* [DOCUMENT]:
——————

Subject:  Re: 701/2 age stipulation Date:  1/28/2004  1:24 PM
Author:  Watty56 Number:  38791 of 86158

Sorry about your Dad,

It wasn't clear if you were talking about being required to close the 401k or just take a minimum yearly distribution.

If there is something in his 401(k) plan that requires that it be closed after he turns 70.5 then you can roll it over to a traditional IRA without paying any taxes until it is withdrawn from the IRA. To do this have the new IRA company do all the paperwork and have it transferred directly to them because doing it yourself is tricky to do without causing taxable income. If his 401k is administered by a large company like Fidelity or Vanguard then it should be possible to just open an IRA with them. This would less stressful on your Mom and you.

I'm not familiar with the rules for 401(k) minimum distributions but if they are like the traditional IRA they are not as bad as they sound since the factor in their joint life expectancy.(assuming that you Mom is the only beneficiary on the account) The table for the traditional IRA minimum distributions are at;

http://www.irs.gov/publications/p590/ar02.html#d0e12155

When you look at it be sure that you look at the very end which is appendix C table 3. As I read it looks like their distribution period is about 27 years, which means that he will be forced to withdraw between 3 and 4 % of the account. You should call the company that the 401k is with and ask them just when it needs to be done and how much.

——————

* [GIVEN RECORDS]:

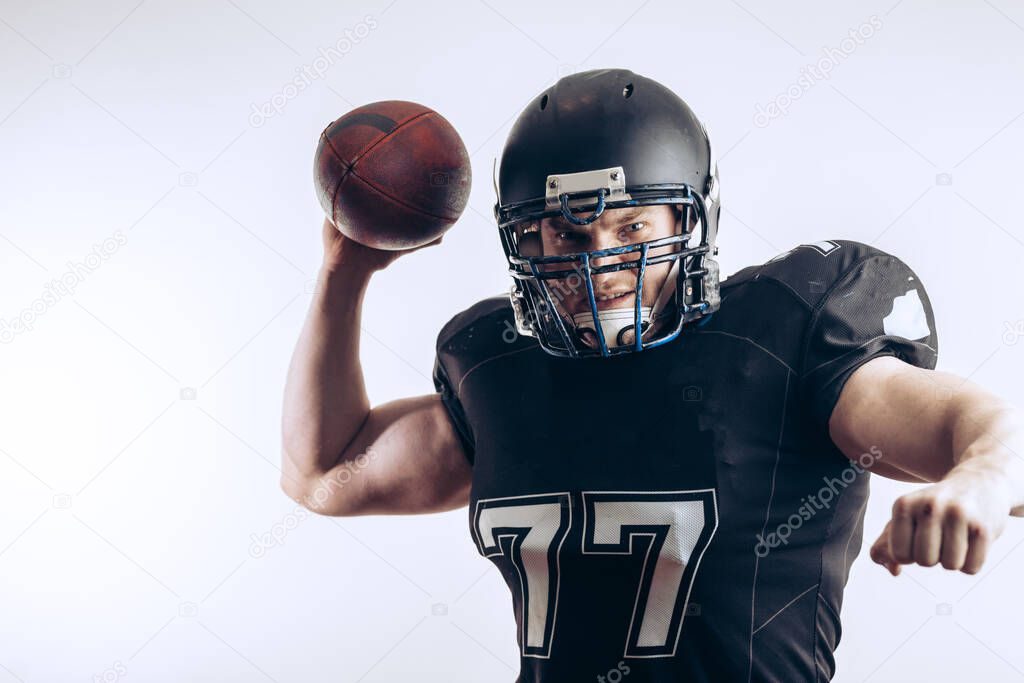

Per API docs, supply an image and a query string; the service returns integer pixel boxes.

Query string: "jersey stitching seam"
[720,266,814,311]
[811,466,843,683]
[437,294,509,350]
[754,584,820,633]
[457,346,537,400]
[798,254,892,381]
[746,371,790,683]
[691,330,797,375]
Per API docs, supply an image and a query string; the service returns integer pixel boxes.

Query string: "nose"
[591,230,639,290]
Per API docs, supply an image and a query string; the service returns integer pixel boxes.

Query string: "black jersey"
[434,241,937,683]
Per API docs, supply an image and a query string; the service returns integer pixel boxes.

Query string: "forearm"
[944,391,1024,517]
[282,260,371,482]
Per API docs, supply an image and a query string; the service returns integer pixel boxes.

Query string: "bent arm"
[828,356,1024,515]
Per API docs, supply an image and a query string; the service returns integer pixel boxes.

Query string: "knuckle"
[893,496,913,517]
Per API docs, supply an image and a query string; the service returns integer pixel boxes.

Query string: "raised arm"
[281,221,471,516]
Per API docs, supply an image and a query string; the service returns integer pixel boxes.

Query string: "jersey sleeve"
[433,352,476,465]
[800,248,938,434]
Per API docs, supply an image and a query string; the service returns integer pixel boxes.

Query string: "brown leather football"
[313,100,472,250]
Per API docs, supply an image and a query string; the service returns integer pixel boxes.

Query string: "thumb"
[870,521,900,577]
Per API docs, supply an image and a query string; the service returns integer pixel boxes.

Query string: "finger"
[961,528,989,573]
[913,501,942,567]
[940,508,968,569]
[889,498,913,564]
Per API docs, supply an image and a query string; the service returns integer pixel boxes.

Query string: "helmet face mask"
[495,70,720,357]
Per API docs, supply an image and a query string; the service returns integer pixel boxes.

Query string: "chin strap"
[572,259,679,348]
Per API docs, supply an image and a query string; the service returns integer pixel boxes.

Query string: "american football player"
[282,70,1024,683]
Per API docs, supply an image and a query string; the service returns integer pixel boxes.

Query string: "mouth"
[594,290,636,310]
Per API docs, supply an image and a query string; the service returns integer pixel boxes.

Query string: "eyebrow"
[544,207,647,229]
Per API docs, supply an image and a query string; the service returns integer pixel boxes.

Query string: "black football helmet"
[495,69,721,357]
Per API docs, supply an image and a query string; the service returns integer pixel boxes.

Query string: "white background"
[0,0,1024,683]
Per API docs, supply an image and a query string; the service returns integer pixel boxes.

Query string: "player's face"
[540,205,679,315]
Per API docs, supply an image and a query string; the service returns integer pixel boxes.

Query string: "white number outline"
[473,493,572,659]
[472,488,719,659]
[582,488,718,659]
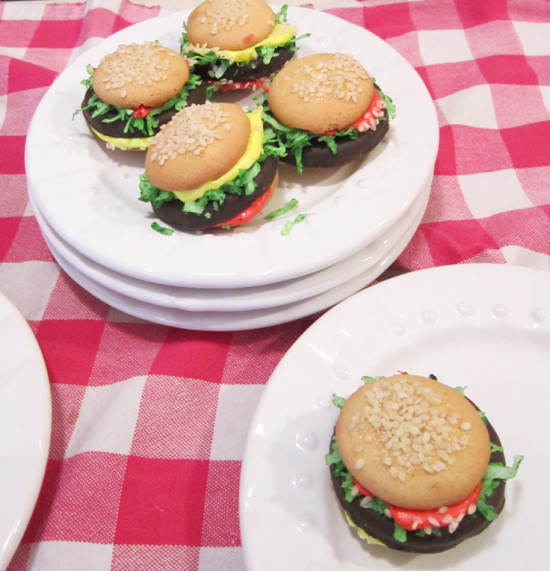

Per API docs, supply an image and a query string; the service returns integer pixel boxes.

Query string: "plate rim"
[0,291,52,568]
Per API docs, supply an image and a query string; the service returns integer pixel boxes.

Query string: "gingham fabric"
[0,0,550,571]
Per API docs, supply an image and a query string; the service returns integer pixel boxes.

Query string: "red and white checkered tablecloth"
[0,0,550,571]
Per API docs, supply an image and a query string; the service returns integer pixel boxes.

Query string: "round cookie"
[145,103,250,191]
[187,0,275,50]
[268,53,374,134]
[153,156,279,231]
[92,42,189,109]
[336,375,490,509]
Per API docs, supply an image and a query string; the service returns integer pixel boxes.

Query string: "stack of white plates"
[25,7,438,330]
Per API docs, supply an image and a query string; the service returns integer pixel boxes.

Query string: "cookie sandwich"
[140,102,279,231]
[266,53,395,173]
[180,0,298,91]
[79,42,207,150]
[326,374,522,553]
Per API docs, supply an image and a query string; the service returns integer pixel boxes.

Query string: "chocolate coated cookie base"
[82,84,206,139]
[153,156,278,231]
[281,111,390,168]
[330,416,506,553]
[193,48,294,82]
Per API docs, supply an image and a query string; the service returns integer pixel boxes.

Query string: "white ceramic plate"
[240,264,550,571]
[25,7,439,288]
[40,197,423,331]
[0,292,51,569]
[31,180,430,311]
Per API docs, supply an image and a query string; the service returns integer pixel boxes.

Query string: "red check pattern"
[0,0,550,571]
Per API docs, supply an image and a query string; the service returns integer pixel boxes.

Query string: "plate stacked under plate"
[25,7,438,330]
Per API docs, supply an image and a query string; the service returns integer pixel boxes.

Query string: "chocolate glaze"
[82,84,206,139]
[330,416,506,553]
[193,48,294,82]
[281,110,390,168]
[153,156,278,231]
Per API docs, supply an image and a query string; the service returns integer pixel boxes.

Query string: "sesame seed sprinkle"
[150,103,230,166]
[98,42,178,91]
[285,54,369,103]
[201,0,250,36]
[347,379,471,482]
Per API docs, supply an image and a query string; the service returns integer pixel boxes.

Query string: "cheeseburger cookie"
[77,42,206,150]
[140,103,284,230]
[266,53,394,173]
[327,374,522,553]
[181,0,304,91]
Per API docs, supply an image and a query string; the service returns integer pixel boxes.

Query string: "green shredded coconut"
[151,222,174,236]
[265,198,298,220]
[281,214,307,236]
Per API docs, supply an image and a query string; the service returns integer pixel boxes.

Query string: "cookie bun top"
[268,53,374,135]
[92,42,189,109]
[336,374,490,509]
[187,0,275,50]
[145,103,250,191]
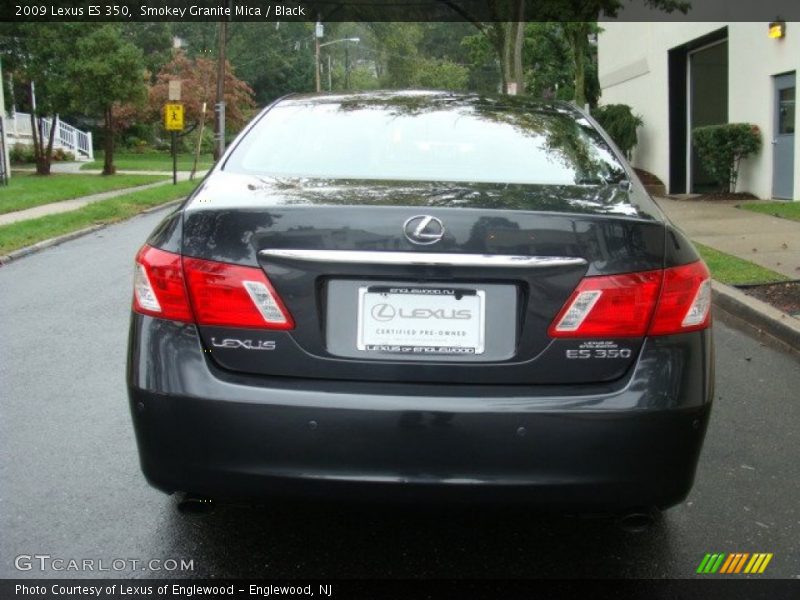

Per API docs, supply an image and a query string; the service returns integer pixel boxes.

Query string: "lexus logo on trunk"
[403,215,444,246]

——————

* [PROBLEMS]:
1) Reproduce word for word the passage of the post about 401(k) distributions that begins with the words containing "If there is" and ends with "Mom and you.".
2) Continue the post about 401(k) distributions, picking up after its final sentence.

* [TASK-BY-TASK RESULTS]:
1)
If there is something in his 401(k) plan that requires that it be closed after he turns 70.5 then you can roll it over to a traditional IRA without paying any taxes until it is withdrawn from the IRA. To do this have the new IRA company do all the paperwork and have it transferred directly to them because doing it yourself is tricky to do without causing taxable income. If his 401k is administered by a large company like Fidelity or Vanguard then it should be possible to just open an IRA with them. This would less stressful on your Mom and you.

2)
Much of you father's health care will likely be eligible for a tax deduction on your parents income tax which will help to minimize the tax bite. They will need to itemize their deductions.

The only thing that is real urgent is to double check that this years required distribution is made because if it is not then the taxes and penalties are ridiculously high.

Be careful and don't panic and have your parents do anything without knowing the tax and estates consequences.